***** Alıntı Metin
1- Canın korunması: Bu ilahi yönetimde insanları ölüme götürecek, savaş, çatışma, kavga, bunalım, fitne, kan davaları, intihar ve ölüme sebebiyet verecek her türlü çatışmayı engeller.

Bugün modern batı ve onun uydusu olan Müslüman ülkelerde can emniyeti kalmamış savaşlar, ölümler, gözyaşı, kan ve daha birçok kötülük sebebiyle milyonlarca insanların ölümü söz konusudur.

2- Malın korunması: Bu islam ilahi nizam’ın insanların mülklerini, kazançlarını, yatırımlarını ve meşru yollarla alın terlerini korumaya almayı kendine şiar edinmesi ve bu dinin olmazsa olmazlarındandır. Nitekim bu kıssa islamın hakikatini ortaya koymakta;

Mekke’nin Fethi sırasında Kureyş’in Mahzumoğulları kabilesinden Fatıma Binti Esved adında asil bir kadın hırsızlık yapmıştı. Kadının elinin kesilecek olması kabileyi çok üzmüş, böyle bir hadisenin kabilenin şerefini düşüreceği endişesiyle Rasulullah sallallahu aleyhi ve sellem’in çok sevdiği Usame Bin Zeyd’i aracı olarak göndermişlerdi. Amaçları had cezasının uygulanmaması, bu soylu kadının elinin kesilmemesi idi. Resulullah aleyhisselam bu duruma çok sinirlendi ve şöyle dedi: “Ey Usame! Allah’ın koyduğu cezalardan birinin uygulanmaması için aracılık mı yapıyorsun?” Sonra kalkıp bir konuşma yaptı ve şunları söyledi: “Sizden önceki milletlerin yok olmasına sebep, içlerinden soylu biri hırsızlık yapınca ona dokunmayıp, zayıf ve kimsesiz biri hırsızlık yapınca ona cezasını vermeleriydi. Allah’a yemin ederim ki Muhammed’in kızı Fatıma hırsızlık yapsaydı, onun da elini keserdim.” (Buhari)
**********
***** Veri Kesiti
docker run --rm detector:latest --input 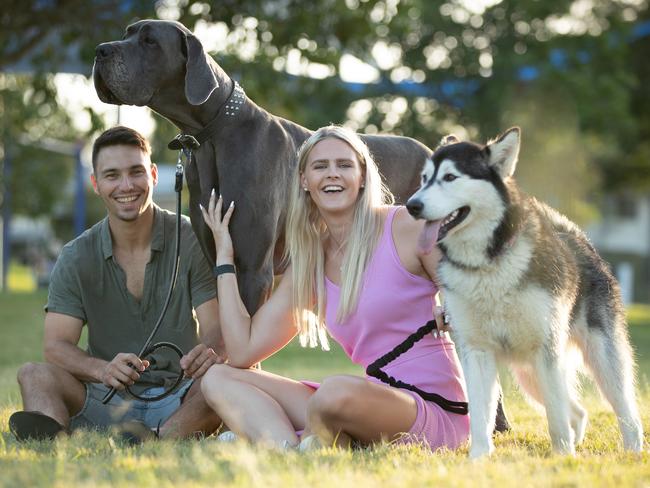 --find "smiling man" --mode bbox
**********
Alıntı metne göre Mahzumoğulları kabilesi, had cezasının uygulanmaması için aracı olarak kimi göndermişti?

• Görev Sonucu: Usame Bin Zeyd'i.